Work to complete
Whenever the string "fence" appears in a line below, please copy the line out.

Supplied data
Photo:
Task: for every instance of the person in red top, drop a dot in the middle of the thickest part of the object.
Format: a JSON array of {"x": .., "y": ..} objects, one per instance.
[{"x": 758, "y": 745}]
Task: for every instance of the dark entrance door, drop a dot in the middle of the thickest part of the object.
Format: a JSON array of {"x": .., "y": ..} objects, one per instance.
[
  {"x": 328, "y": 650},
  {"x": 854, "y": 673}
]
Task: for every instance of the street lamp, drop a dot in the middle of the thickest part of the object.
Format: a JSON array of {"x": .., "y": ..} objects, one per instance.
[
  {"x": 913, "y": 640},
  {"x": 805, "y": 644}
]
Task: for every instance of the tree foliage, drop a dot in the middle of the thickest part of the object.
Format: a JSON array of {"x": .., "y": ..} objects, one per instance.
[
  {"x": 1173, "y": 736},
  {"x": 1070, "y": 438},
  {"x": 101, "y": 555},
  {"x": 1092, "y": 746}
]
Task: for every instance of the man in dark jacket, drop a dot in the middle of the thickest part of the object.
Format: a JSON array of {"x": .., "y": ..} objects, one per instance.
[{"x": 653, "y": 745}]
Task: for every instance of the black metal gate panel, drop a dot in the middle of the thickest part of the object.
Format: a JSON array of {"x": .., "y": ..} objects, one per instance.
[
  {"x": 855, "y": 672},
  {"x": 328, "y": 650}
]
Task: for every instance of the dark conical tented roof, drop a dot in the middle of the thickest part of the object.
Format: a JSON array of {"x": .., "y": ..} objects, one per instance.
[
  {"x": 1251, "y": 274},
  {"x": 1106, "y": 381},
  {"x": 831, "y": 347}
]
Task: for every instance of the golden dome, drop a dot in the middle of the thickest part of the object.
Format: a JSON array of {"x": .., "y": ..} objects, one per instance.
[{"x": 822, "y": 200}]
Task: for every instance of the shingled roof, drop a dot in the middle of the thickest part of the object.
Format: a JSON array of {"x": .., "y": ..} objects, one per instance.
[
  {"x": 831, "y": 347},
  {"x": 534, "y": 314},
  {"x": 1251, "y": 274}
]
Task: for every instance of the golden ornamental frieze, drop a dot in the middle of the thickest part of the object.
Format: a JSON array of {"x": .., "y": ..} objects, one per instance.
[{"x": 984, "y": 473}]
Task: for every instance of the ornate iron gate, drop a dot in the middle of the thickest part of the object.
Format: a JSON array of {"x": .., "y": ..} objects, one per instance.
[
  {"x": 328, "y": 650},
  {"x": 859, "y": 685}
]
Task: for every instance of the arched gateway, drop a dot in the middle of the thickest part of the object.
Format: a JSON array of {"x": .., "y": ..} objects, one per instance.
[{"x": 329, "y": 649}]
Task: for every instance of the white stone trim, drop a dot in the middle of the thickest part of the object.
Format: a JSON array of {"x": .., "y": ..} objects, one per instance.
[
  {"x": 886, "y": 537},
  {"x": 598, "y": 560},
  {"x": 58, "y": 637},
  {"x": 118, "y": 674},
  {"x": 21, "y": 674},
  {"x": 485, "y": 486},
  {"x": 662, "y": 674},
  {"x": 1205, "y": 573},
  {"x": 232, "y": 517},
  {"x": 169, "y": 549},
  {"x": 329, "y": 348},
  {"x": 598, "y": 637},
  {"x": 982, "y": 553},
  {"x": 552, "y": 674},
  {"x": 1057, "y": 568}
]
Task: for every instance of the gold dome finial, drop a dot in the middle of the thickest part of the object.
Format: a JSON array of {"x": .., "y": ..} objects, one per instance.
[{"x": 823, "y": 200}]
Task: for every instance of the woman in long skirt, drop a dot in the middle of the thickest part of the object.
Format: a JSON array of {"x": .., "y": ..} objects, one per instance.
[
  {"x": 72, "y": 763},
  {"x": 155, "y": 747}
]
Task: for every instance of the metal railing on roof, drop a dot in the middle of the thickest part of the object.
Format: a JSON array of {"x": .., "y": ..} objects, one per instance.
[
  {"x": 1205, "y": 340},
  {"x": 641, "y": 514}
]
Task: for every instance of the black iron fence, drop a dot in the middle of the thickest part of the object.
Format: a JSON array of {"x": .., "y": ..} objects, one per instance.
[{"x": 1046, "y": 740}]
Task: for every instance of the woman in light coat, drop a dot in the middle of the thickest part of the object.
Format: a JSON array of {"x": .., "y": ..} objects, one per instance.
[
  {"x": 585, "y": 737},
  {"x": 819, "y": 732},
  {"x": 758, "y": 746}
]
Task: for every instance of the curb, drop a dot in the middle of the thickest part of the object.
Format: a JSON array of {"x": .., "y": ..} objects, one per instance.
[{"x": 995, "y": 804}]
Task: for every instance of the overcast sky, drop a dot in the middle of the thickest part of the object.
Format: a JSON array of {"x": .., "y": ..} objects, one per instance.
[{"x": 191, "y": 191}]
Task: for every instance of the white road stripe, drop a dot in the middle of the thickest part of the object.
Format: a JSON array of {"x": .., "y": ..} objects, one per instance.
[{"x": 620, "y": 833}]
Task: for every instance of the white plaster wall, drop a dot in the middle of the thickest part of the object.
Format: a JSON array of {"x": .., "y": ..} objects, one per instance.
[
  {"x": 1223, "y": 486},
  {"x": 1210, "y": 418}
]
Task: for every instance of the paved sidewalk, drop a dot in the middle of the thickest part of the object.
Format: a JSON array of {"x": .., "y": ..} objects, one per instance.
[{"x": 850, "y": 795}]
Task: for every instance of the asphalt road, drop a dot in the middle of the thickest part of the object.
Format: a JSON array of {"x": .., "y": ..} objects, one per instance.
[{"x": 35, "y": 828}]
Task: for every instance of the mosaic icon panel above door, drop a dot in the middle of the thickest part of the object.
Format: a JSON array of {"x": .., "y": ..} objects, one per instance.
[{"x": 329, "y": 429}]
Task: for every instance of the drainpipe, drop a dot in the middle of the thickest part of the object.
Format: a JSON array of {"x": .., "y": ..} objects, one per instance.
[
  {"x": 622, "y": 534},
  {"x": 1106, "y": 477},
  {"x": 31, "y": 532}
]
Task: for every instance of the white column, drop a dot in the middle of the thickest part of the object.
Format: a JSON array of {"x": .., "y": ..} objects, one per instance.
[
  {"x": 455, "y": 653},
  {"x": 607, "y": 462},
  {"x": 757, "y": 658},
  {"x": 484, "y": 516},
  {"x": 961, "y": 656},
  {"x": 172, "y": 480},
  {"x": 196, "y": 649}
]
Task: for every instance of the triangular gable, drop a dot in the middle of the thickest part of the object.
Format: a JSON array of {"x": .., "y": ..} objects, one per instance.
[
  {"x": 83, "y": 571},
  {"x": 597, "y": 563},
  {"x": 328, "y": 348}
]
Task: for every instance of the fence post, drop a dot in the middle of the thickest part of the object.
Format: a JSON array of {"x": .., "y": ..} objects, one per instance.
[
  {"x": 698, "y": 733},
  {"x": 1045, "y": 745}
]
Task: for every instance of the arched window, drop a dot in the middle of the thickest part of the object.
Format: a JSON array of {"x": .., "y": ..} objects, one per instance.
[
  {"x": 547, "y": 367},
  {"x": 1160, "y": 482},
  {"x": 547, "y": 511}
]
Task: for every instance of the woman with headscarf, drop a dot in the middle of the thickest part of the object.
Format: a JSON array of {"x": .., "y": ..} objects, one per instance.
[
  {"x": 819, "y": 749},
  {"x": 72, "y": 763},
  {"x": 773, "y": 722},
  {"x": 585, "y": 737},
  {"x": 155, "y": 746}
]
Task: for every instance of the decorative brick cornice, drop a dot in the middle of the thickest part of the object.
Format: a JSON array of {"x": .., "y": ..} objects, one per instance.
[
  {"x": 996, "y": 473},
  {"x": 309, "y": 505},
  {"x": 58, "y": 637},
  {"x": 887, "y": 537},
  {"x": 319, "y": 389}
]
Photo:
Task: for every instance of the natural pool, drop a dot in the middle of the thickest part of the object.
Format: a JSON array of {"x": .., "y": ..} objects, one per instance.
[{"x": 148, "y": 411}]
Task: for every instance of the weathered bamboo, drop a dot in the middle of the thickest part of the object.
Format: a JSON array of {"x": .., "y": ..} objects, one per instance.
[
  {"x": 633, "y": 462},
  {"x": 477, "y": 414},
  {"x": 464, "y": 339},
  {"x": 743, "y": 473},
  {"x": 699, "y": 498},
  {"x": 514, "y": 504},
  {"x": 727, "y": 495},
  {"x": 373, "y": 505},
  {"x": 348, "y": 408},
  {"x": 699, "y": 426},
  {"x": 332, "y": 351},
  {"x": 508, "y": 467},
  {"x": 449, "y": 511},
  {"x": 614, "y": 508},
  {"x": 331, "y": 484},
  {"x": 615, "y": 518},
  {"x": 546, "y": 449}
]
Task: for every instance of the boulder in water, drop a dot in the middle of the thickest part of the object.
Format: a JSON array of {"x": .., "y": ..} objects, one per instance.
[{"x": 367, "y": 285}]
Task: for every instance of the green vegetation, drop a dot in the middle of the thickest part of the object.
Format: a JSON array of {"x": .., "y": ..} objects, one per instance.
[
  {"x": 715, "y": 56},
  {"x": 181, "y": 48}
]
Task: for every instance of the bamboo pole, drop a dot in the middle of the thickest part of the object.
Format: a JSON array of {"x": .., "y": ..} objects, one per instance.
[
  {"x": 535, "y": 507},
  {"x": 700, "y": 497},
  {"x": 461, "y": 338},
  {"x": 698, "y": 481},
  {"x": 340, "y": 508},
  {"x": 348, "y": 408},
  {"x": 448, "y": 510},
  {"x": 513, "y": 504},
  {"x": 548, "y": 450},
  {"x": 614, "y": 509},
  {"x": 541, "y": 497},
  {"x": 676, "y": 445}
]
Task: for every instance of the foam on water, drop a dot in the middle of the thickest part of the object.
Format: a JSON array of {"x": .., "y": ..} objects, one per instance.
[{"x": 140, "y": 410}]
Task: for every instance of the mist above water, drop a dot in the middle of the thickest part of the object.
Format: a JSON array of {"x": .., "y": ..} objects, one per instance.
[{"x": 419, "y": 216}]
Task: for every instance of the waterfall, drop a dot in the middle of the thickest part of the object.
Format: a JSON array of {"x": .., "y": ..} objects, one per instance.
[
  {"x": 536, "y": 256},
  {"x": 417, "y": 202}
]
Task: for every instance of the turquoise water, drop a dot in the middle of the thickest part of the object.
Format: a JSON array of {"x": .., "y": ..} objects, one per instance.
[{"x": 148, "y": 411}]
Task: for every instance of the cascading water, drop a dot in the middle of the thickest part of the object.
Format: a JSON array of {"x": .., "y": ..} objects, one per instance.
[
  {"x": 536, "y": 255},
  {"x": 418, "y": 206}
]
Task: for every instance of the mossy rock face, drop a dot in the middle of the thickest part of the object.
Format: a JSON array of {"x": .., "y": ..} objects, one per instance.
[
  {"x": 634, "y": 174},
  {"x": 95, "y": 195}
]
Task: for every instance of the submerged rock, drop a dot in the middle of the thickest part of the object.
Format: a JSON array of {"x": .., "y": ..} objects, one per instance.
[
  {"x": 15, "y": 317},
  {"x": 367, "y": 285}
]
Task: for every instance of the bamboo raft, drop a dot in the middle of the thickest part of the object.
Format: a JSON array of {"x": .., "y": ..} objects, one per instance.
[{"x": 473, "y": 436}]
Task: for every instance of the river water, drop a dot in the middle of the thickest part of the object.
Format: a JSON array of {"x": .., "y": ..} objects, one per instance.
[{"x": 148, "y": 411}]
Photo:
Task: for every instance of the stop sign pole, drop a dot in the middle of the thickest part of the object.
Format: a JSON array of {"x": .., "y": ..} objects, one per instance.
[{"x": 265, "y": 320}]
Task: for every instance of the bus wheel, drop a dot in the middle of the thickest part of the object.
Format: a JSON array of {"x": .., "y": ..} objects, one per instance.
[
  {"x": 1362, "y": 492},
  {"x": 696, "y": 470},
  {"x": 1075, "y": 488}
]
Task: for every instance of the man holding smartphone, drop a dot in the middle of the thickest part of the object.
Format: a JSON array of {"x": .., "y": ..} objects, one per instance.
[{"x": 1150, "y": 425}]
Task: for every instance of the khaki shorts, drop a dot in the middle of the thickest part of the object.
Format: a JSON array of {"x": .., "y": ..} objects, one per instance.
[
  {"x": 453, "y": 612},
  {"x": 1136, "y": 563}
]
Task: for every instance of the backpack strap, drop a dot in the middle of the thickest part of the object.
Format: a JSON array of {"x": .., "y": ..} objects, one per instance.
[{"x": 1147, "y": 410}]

Finished task
Task: for every instance of the black iron fence, drop a dot in the middle of the thickest part of the object.
Task: for every instance of the fence post, drop a dot in the middle of the thickest part of the object.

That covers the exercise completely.